→ **Enunciado A**:
No texto sobre adoção de crianças, quanto tempo pode levar uma adoção feita no Brasil?
→ **Enunciado B**:
Conte quantas linhas dos registros contêm a palavra "clock", diferenciando maiúsculas de minúsculas. Responda só com o número.

→ **Trecho selecionado**:

Adoção de crianças não funciona no Brasil
Especialista explica como as leis do país
atrapalham processo
Uma reportagem da Veja desta semana
informou que muitos brasileiros estão indo até o continente africano para
realizar a adoção de crianças. Muitos países são procurados como Guiné Bissau,
Malawi e Etiópia dentre outros onde as adoções internacionais são realizadas.
O que leva brasileiros a atravessarem o
oceano e buscarem a adoção em outro continente é basicamente a burocracia das
leis de adoção no Brasil. Com tantas dificuldades, os agentes estatais
encarregados de aplicar as leis e efetivar as adoções no país mostram-se
ineficazes.
Enquanto a adoção no continente africano
levará entre quatro e oito meses, com muitas providências tomadas por meio
online daqui do Brasil, uma adoção por aqui pode levar até sete ou oito anos
para se efetivar.
Como a realidade geralmente suplanta a
formalidade das leis, a solução prática para muitos casais que pretendem adotar
passa a ser a adoção internacional, fenômeno que se encontra em crescimento. Se
essa tendência permanecer, parece evidente o prejuízo para nossas crianças
adotáveis, que já permanecem por longos anos em abrigos.

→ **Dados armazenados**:
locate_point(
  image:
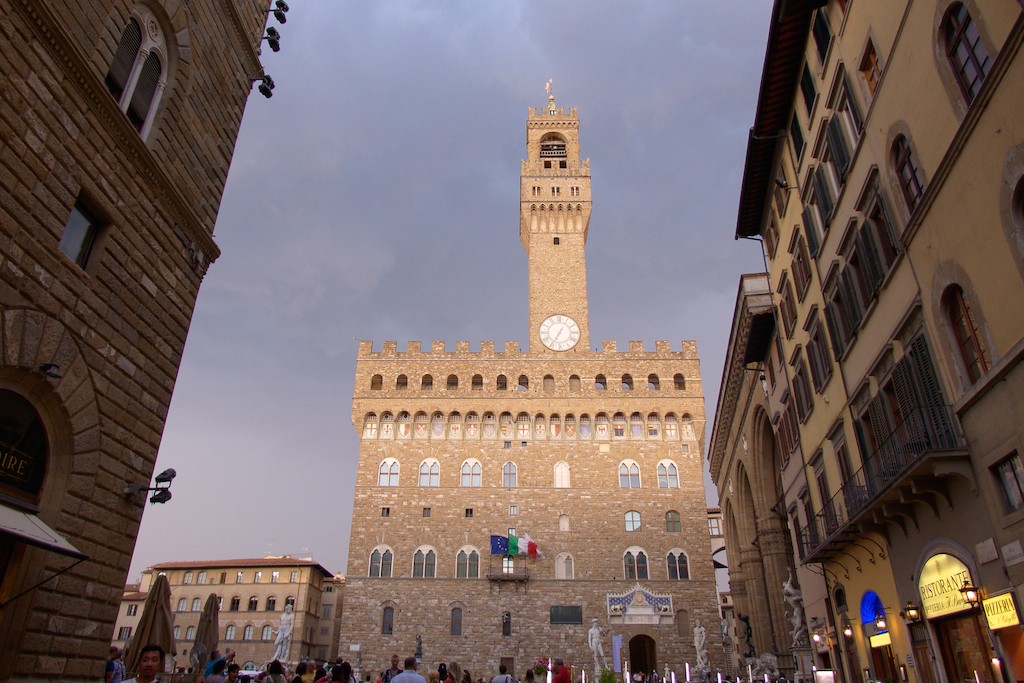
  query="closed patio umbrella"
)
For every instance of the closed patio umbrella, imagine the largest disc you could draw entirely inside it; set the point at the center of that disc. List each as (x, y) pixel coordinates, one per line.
(206, 634)
(155, 627)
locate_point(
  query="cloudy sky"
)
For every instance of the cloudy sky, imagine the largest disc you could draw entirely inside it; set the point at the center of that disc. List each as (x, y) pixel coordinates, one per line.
(376, 197)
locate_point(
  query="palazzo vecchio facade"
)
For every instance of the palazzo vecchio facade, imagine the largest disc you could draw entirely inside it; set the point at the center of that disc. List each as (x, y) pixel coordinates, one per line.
(596, 455)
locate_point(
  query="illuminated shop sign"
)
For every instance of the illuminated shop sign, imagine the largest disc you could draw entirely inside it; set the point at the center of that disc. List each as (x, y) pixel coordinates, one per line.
(941, 579)
(1000, 611)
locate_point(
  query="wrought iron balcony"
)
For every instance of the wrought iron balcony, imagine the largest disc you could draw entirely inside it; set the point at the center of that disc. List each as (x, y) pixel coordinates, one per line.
(909, 466)
(515, 574)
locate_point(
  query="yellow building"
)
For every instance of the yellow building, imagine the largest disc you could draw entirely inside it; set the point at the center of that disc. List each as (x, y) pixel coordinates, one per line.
(114, 156)
(884, 177)
(252, 594)
(594, 452)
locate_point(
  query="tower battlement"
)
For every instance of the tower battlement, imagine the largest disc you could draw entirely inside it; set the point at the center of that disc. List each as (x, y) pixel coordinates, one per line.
(439, 350)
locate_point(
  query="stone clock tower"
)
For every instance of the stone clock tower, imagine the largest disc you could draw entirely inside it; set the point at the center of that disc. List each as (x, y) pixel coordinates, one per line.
(554, 218)
(593, 451)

→ **Resolução completa A**:
Até sete ou oito anos.

→ **Resolução completa B**:
2